REQUIRED WORK: Reproduce the material below verbatim, starting at the line that contains "Q: Point to every instance of the blurred" and continuing through the end of the material, with both ends included.

PROVIDED INFORMATION:
-------------------------
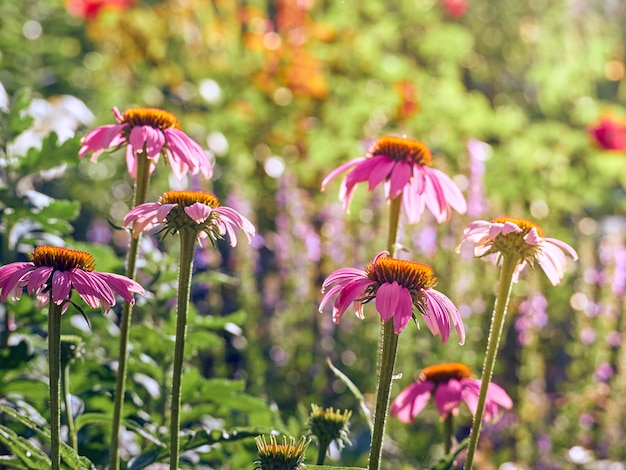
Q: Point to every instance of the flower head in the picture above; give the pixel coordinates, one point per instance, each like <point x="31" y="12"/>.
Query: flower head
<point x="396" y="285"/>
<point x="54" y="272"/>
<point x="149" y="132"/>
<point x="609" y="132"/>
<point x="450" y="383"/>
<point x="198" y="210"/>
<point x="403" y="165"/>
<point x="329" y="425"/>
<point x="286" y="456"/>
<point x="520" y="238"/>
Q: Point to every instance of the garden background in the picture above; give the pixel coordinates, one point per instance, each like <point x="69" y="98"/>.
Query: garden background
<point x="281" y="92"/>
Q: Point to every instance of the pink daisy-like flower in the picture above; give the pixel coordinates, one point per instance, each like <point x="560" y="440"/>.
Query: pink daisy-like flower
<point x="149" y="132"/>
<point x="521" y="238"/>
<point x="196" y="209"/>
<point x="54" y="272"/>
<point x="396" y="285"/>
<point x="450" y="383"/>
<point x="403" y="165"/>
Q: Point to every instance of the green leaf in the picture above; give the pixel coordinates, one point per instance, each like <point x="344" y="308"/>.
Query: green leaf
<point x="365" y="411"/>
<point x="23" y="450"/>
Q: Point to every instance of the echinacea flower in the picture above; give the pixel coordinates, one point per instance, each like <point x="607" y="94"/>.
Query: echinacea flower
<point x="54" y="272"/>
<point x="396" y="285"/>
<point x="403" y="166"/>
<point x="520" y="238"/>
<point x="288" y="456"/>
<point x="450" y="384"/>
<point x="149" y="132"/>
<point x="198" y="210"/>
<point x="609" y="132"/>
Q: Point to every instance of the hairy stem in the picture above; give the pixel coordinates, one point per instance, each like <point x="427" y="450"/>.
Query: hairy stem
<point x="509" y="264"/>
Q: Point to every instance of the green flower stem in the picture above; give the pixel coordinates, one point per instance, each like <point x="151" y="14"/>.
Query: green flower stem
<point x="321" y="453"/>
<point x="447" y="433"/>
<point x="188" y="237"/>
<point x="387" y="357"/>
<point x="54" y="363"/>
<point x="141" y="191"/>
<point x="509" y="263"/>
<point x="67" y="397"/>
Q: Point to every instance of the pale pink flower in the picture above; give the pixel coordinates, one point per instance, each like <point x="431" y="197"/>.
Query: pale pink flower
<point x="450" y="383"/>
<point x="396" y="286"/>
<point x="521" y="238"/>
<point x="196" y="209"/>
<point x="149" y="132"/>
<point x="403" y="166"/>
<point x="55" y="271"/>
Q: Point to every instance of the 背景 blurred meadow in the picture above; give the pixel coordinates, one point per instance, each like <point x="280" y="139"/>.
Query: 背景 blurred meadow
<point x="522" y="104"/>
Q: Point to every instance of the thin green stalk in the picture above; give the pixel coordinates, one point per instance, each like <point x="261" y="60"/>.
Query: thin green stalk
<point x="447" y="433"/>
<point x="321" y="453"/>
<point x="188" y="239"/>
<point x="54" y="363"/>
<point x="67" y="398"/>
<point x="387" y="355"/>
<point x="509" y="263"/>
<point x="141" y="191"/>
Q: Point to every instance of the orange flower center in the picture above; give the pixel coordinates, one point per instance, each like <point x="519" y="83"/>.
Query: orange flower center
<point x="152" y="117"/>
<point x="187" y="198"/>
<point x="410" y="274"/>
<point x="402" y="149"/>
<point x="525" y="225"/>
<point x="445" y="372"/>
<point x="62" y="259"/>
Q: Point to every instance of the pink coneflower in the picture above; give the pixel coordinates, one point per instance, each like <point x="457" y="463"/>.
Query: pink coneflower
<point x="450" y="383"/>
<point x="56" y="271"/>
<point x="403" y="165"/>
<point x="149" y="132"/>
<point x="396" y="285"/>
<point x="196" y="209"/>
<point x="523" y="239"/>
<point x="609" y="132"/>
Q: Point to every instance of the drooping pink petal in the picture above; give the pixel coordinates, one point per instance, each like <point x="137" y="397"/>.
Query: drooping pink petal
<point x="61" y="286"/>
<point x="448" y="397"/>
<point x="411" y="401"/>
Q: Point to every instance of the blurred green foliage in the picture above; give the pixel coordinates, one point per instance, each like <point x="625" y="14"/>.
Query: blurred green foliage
-------------------------
RESULT OF THIS TASK:
Q: Point to every instance of the blurred green foliage in the picture above; give the pixel coordinates, one point per instance, each like <point x="625" y="14"/>.
Query: blurred green foliage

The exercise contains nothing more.